──────── Teks Bacaan ────────

Dalam hadits Rosululloh bersabda : “ Sayangilah yang ada di bumi, niscaya akan menyayangimu yang ada di langit “ dalam hadits lain Rosululloh mengatakan “ Berakhlaq baiklah dengan sesame manusia “. Kalamulloh dan hadits Rosul ini dapat membuat shohabiyyat tak kenal lelah dalam beraktifitas sosial, diantara yang mereka lakukan adalah membuka usaha biro jodoh yang diketuai oleh Khoulah bintiAl-Hakim, ia menawarkan para sahabat pendamping setia yang akan menemani mereka dalam perjuangan, termasuk Rosululloh yang dipertemukan dengan Sauda binti Zam’ah dan Aisyah melalui biro jodoh ini. Ada juga yang mengelola usaha penyediaan ibu susu bagi para bayi yang ibunya mempunyai masalah persusuan, sehingga para bayi tetap mendapat ASI dan pelukan kasih saying ibu, sekalipun ibunya tidak mampu melakukan hal tersebut, pengelola usaha ini adalah ummu Burdah. Dan masih banyak lagi kerja social yang dilakukan para shohabiyyat yang kontibusinya sangat signifikan dalam ekspansi da’wah Rosululloh SAW.

──────── Baris Data ────────

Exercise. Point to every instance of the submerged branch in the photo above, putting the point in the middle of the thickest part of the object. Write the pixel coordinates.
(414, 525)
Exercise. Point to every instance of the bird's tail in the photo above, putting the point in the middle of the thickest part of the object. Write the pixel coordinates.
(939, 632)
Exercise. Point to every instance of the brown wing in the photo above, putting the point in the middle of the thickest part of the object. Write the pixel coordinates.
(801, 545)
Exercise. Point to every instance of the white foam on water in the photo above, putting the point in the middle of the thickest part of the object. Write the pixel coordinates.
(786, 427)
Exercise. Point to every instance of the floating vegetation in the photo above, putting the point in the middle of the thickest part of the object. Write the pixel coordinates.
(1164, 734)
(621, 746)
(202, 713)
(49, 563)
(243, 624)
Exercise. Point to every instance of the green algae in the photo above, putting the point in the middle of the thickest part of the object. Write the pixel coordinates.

────────

Perintah Tugas: Menurut teks bacaan tentang kerja sosial para shohabiyyat, siapa pengelola usaha penyediaan ibu susu bagi para bayi?

Jawaban Tugas: Ummu Burdah.